*Records supplied*:
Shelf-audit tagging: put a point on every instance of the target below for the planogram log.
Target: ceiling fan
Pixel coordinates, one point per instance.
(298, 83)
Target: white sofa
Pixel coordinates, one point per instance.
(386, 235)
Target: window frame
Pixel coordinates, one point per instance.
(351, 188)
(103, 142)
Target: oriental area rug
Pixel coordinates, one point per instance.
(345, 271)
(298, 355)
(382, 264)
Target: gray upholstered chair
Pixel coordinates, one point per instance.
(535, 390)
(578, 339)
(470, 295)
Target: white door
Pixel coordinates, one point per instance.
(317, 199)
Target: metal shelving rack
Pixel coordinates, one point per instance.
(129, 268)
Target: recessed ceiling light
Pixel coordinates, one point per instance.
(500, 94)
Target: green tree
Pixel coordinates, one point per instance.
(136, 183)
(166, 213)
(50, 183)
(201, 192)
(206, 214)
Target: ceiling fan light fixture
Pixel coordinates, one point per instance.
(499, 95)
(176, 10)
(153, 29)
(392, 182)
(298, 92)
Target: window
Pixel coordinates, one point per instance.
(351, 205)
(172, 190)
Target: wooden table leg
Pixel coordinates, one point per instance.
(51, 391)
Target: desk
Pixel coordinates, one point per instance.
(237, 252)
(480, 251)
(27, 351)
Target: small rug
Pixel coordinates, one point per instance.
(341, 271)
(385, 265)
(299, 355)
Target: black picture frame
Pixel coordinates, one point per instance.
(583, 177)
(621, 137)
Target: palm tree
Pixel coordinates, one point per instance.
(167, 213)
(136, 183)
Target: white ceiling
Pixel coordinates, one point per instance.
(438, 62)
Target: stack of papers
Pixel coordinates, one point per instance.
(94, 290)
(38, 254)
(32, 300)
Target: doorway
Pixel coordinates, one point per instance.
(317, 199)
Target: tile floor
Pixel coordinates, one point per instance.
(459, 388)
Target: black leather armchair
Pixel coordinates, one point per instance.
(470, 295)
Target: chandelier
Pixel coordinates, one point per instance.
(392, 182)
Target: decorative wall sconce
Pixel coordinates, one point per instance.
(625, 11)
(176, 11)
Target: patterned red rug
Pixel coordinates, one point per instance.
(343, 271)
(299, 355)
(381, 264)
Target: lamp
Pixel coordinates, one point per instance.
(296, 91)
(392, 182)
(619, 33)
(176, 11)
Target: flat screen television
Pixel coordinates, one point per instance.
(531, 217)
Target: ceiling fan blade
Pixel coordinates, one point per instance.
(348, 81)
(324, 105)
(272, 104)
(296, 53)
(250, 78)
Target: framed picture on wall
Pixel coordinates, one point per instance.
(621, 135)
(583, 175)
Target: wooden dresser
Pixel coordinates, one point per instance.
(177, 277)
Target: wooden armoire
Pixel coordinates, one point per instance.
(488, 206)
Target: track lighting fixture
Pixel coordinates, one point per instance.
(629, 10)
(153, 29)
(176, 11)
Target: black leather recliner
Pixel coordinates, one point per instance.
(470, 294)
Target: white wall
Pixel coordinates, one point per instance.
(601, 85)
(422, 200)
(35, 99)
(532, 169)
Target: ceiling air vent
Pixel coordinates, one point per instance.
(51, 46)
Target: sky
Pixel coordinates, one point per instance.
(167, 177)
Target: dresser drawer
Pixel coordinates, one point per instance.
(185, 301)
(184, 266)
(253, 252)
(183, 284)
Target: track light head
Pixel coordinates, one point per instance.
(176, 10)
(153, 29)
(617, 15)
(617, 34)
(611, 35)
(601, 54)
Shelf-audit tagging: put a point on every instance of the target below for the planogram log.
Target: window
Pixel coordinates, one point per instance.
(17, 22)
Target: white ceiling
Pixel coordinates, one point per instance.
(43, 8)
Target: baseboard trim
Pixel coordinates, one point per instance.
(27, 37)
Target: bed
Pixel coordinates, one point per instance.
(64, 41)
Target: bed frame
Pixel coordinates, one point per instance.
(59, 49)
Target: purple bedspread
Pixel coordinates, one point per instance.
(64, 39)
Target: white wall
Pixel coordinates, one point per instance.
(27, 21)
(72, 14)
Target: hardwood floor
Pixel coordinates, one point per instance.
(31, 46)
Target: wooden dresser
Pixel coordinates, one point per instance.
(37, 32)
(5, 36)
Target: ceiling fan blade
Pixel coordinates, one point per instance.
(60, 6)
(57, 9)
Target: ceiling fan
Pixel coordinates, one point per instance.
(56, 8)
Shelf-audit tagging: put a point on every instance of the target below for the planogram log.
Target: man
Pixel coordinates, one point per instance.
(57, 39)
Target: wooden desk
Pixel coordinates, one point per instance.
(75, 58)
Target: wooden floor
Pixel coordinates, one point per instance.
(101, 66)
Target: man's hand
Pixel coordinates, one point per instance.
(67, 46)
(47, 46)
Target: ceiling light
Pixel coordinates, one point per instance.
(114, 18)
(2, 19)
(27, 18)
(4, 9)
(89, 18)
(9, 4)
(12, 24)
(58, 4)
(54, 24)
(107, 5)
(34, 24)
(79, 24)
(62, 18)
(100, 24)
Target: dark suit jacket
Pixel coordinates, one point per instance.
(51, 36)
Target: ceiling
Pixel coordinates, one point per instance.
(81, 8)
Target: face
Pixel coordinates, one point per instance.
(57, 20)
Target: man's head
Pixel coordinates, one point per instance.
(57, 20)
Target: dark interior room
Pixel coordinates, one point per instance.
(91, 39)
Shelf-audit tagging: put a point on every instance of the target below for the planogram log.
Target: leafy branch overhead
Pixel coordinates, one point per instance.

...

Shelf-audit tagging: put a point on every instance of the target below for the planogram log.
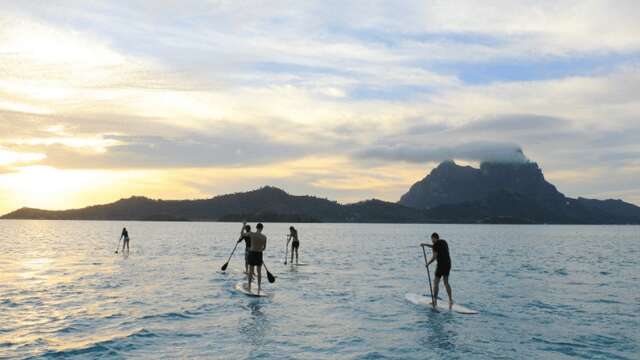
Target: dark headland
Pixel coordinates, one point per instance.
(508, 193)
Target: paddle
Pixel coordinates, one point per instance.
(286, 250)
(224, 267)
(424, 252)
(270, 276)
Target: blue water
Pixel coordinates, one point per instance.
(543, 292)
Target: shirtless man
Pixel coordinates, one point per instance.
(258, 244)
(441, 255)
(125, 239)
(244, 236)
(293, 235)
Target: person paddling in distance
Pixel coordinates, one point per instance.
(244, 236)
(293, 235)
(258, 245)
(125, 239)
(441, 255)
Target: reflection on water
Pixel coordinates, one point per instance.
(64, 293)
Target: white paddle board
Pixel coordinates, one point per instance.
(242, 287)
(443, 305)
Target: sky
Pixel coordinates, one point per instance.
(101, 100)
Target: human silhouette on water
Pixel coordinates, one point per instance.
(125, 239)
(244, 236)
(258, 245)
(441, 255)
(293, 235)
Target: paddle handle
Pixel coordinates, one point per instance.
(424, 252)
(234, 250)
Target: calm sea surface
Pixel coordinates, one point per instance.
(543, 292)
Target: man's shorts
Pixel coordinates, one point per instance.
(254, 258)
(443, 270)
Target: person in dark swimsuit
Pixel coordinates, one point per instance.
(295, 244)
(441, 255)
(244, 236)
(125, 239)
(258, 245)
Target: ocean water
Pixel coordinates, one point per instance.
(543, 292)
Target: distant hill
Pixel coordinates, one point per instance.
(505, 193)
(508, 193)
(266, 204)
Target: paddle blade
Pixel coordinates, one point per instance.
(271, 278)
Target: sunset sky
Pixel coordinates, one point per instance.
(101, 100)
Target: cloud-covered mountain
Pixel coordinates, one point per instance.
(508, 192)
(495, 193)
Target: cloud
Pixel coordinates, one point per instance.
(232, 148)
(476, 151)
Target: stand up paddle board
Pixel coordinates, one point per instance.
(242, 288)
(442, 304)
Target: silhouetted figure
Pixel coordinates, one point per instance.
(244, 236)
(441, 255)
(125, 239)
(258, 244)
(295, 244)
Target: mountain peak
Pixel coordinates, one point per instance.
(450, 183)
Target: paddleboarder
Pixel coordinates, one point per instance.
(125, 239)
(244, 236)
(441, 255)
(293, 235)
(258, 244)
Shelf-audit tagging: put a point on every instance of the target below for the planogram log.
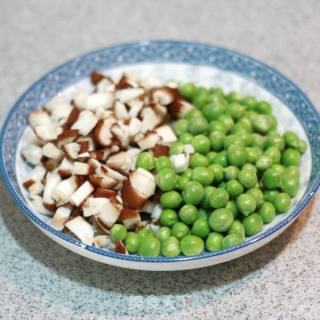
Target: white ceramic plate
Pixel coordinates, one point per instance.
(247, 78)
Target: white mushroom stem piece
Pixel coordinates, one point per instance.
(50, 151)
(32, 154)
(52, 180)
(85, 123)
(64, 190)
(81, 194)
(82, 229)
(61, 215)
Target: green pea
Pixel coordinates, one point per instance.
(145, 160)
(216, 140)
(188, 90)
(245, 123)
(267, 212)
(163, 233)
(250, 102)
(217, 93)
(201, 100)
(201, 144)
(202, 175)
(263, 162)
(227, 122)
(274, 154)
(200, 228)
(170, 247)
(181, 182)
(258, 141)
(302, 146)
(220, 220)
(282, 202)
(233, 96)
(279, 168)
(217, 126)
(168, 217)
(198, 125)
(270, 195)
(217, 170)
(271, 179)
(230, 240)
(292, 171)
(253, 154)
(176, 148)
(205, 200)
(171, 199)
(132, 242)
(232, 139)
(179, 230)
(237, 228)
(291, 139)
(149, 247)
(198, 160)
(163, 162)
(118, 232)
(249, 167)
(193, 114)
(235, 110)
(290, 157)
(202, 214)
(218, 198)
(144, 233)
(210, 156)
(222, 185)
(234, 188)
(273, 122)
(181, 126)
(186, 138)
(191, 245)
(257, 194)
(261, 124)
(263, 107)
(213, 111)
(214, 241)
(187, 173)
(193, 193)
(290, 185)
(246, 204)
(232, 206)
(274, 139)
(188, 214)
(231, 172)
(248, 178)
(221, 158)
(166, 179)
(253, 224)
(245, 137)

*What the task requires*: Pull out every line in the items above that contains the word "white", matching its case exactly.

*Solution*:
Target: white sofa
Target: white door
Target: white ceiling
Target: white wall
Target: white ceiling
Target: white wall
Target: white paddle board
Target: white ceramic plate
Target: white mushroom stem piece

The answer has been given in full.